## Problems and tasks
1. Please translate this sentence from the PM_2.5 monitoring passage into Spanish: "Therefore, it is necessary to carry out long-term continuous monitoring of the atmospheric environment, especially the spatial variation characteristics of PM_2.5 concentrations."
2. In the PM_2.5 monitoring passage, satellite and other ground-based remote sensing instruments obtain surface PM_2.5 concentrations from which two things?

## Provided text
╭──

Article (PDF, 1625 KB)

Download & links

How to cite.

Received: 26 Aug 2021 – Discussion started: 03 Sep 2021 – Revised: 25 Oct 2021 – Accepted: 26 Oct 2021 – Published: 24 Nov 2021

1 Introduction

Aerosol is a suspension of fine solid particles or liquid droplets in air (Hinds, 1999; Chen et al., 2014; Fan et al., 2019; Huang et al., 2019). In recent decades, with the anthropogenic aerosol emissions increasing in China, the concentration of fine particle matter with a diameter of less than 2.5 µm (PM_2.5) in the atmosphere has increased significantly (Ding et al., 2016; Shi et al., 2020; Jin et al., 2021). Moreover, the high concentrations of PM_2.5 cause haze frequently and reduce atmospheric visibility, directly affecting the ecological environment and human health (Huang et al., 2014; He et al., 2020; Yin et al., 2021; Raaschou-Nielsen et al., 2013). Besides that, air pollution incidents caused by regional transmission still occur occasionally (Wang et al., 2021; Huang et al., 2020; Le et al., 2020). Although the government has taken corresponding environmental protection measures to ensure the gradual deceasing of PM_2.5, irrational PM_2.5 concentration control strategies would lead to an invalid O₃ control and these would hinder O₃–PM_2.5 co-improvements (Liu et al., 2013). Therefore, it is necessary to carry out long-term continuous monitoring of the atmospheric environment, especially the spatial variation characteristics of PM_2.5 concentrations.

Until now, surface in situ PM_2.5 measurements are the most commonly method used by ground stations, because they can give us more accurate observations. But the large spatial and temporal variability of PM_2.5 makes difficult to estimate the abundance at any given location based upon limited ground stations (Kumar et al., 2011). Consequently, PM_2.5 monitoring has been developed from ground-based sampling to satellite or other ground-based remote sensing instruments (Boyouk et al., 2010) gradually, the principle of which is to obtain the surface PM_2.5 concentrations from aerosol optical depth (AOD) and meteorological variables. Moreover, it should be stressed in particular that the description of the atmospheric boundary layer by lidar observations improves the estimation accuracy of surface PM_2.5 of these instruments (Chu et al., 2013). This is also the preliminary advantage of lidar profile observations in PM_2.5 estimations.

╰──

## Supplied data
╭──

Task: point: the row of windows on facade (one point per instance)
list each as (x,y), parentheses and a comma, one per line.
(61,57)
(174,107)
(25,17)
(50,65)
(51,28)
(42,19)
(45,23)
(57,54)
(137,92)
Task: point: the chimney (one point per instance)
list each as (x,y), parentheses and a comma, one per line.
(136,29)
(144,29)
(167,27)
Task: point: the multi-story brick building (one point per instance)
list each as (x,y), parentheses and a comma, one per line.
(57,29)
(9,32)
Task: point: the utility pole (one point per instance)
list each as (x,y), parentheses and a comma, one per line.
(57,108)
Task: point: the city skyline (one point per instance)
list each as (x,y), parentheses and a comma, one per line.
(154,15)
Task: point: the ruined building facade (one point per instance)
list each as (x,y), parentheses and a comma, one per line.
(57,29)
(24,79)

╰──
╭──

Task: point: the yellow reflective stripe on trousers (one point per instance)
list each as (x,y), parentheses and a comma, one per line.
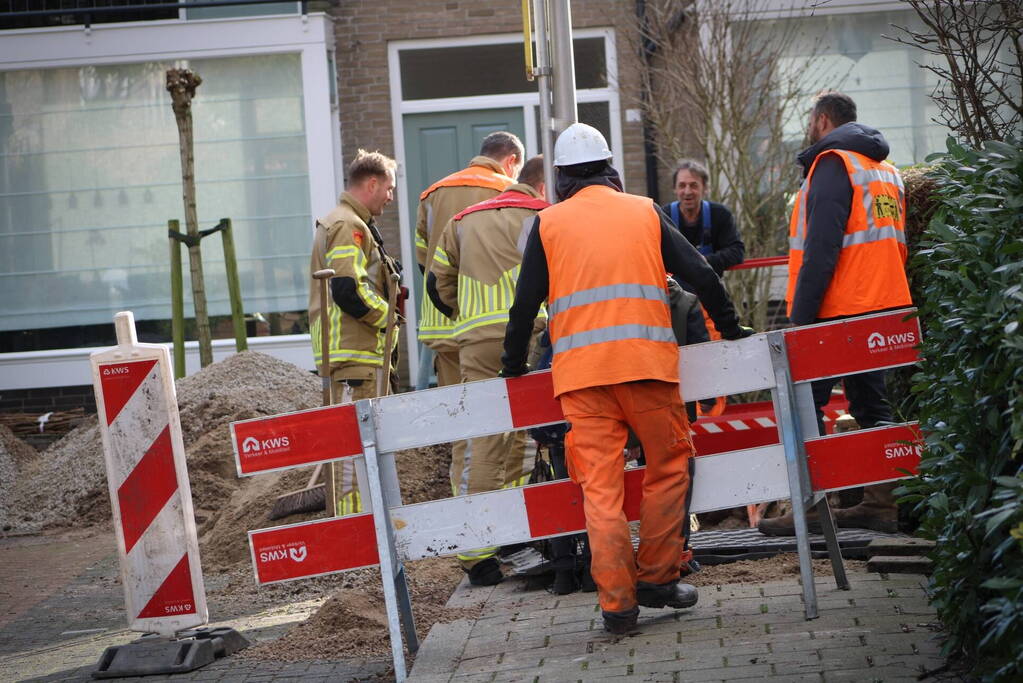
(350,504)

╰──
╭──

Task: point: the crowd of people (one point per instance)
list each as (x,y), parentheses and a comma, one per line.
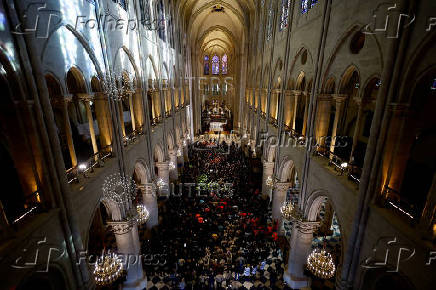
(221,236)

╰──

## Answers
1. Por lo tanto, es necesario llevar a cabo un monitoreo continuo a largo plazo del ambiente atmosférico, especialmente de las características de variación espacial de las concentraciones de PM_2.5.

2. Aerosol optical depth (AOD) and meteorological variables.